● GOALS
**a.** For each statement below, say whether it agrees with the tax treaty excerpt, answering yes or no and quoting the words of the excerpt that decide it. (i) Tax charged in a Contracting State on interest from loans or debts paid to a resident of the other Contracting State may not exceed 15 percent of the gross amount. (ii) Dividends paid by a company resident in one Contracting State to a resident of the other may be taxed only in the company's state of residence. (iii) Interest arising in a Contracting State is exempt from tax there when a local authority of that state pays it.
**b.** List every article heading in the tax treaty excerpt, giving each article's number and title.

***** GIVEN TEXT *****

3. Paragraph 1 shall not
apply to profits arising as a result of coastal traffic.
ARTICLE 10: Associated
enterprises.--Where--
(a) an enterprise of a Contracting State
participates directly or indirectly in the management, control or capital of an
enterprise of the other Contracting State, or
(b) the same persons participate directly or
indirectly in the management, control or capital of an enterprise of a
Contracting State and an enterprise of the other Contracting State,
and in either case
conditions are made or imposed between the two enterprises in their commercial
or financial relations which differ from those which would be made between
independent enterprises then any profits which would, but for those conditions,
have accrued to one of the enterprises, but, by reason of those conditions,
have not so accrued, may be included in the profits of that enterprise and
taxed accordingly.
ARTICLE 11: Dividends.--1.
Dividends paid by a company which is a resident of a Contracting State to a
resident of the other Contracting State may be taxed in both the Contracting
States.
2. The terms “dividends”
as used in this article means income from shares, “jouissance” shares or
“jouissance” rights, mining shares, founders’ shares or other rights, not being
debt-claims, participating in profits, as well as income from other corporate
rights which is subjected to the same taxation treatment as income from shares
by the taxation law of the State of which the company making the distribution
is a resident.
3. Where a company which
is a resident of a Contracting State derives profits or income from the other
Contracting State, that other State may not impose any tax on the dividends
paid by the company, except insofar as such dividends are paid to a resident of
that other State or insofar as the holding in respect of which the dividends
are paid is effectively connected with a permanent establishment or a fixed
base situated in that other State, or subject the company’s undistributed
profits to a tax on undistributed profits, even if the dividends paid or the
undistributed profits consist wholly or partly of profits or income arising in
such other State.
ARTICLE 12: Interest.--1.
Interest arising in a Contracting State and paid to a resident of the other
Contracting State may be taxed in both the Contracting States. Notwithstanding
the provisions of paragraph 1, the tax chargeable in a Contracting State on
interest arising in that State and paid to a resident of the other Contracting
State in respect of loans or debts shall not exceed 15 per cent of the gross
amount of such interest.
3.Notwithstanding the
provisions of paragraph 2, interest arising in a Contracting State shall be
exempt from tax in that State if :
(a) the payer of the interest is the
Government of that Contracting State or a local authority thereof; or
(b) the interest is paid to any agency or
instrumentality (including a financial institution) which may be agreed upon in
this behalf by the two Contracting States.

***** LISTING *****

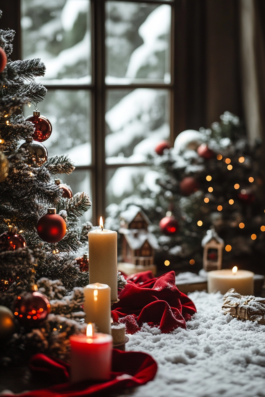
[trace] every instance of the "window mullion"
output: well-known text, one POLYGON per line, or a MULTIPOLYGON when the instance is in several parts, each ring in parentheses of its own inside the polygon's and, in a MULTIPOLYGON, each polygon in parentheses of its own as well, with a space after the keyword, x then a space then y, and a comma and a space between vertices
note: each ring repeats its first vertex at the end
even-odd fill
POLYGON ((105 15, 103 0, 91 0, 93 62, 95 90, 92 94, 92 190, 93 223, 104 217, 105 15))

*****
***** LISTING *****

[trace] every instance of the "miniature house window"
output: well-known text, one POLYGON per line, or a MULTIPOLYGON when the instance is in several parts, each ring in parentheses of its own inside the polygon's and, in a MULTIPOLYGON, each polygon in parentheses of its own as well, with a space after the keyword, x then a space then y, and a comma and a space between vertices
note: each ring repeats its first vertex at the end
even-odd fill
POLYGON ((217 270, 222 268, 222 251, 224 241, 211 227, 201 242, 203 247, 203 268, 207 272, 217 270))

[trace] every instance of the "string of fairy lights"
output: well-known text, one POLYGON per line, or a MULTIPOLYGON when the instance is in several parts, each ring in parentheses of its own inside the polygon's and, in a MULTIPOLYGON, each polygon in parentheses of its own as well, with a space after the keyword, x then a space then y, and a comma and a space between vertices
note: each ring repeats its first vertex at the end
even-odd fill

*****

● ANSWERS TO THE PROBLEMS
**a.**
(i) Yes: "shall not exceed 15 per cent of the gross amount of such interest."
(ii) No: "may be taxed in both the Contracting States."
(iii) Yes: "the payer of the interest is the Government of that Contracting State or a local authority thereof"

**b.**
Article 10: Associated enterprises
Article 11: Dividends
Article 12: Interest